> Task details
Please summarize the forum thread below in two sentences.

# Westgate's ''Mr. Seagull'' to takeover Bluegreen?



## Carolinian (Jul 29, 2006)

There is a report in this week's Street Talk ( www.streettalkblog.com ) that Westgate Resort's ''Mr. Seagull'' is on a stockbuying spree of Bluegreen stock and in sight of gaining control.  Bluegreen is instituting poison pill measures.


----------



## timeos2 (Jul 29, 2006)

ANY timeshare/resort group that hears they may be involved with King David should take the strongest possible measures to protect themselves. Ask the poor folks at Bluetree what the Wesgrate group is like to deal with and what happens if they don't get their way.  

Heaven help Bluegreen and its owners if this is true.


----------



## rickandcindy23 (Jul 29, 2006)

That's awful.  For Bluegreen to be associated with Westgate, that would be an oxymoron wouldn't it?  

BocaBum99, the original, will not like this piece of news.


----------



## DrQ (Jul 29, 2006)

Bluegreen adopted a poison pill clause this week.


----------



## BocaBum99 (Jul 29, 2006)

rickandcindy23 said:
			
		

> That's awful.  For Bluegreen to be associated with Westgate, that would be an oxymoron wouldn't it?
> 
> BocaBum99, the original, will not like this piece of news.



Yeah, I'm going to buy a bunch of shares and call option contracts on BXG as a hedge against my Bluegreen timeshare portfolio.  If Siegel takes it over, then at least I will make a bunch of money on it.

Can't cry over spilt milk.  Just need to figure out how to make money on it.... like investing in handiwipes.


----------



## rickandcindy23 (Jul 29, 2006)

Westgate is the absolutely worst company to consider taking over Bluegreen.  I have been looking into buying Bluegreen for a few months and find the system appealing, but with Westgate involved, I am worried it will become Westgate and lose its value.  What a sad thing.

> Data
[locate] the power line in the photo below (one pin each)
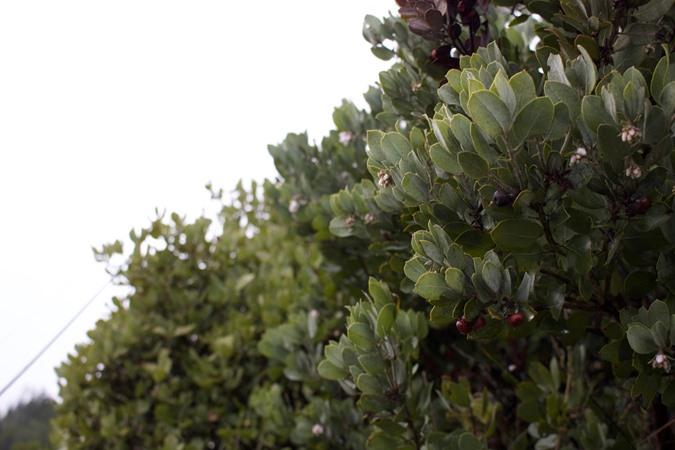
(58, 335)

> Solved problem
A report in Street Talk says Westgate Resort's "Mr. Seagull" is buying up Bluegreen stock and is close to gaining control, and Bluegreen has adopted a poison pill. Posters react with alarm and call Westgate the worst company to take over Bluegreen: one Bluegreen owner plans to buy BXG shares and call options as a hedge, and another worries Bluegreen would lose its value.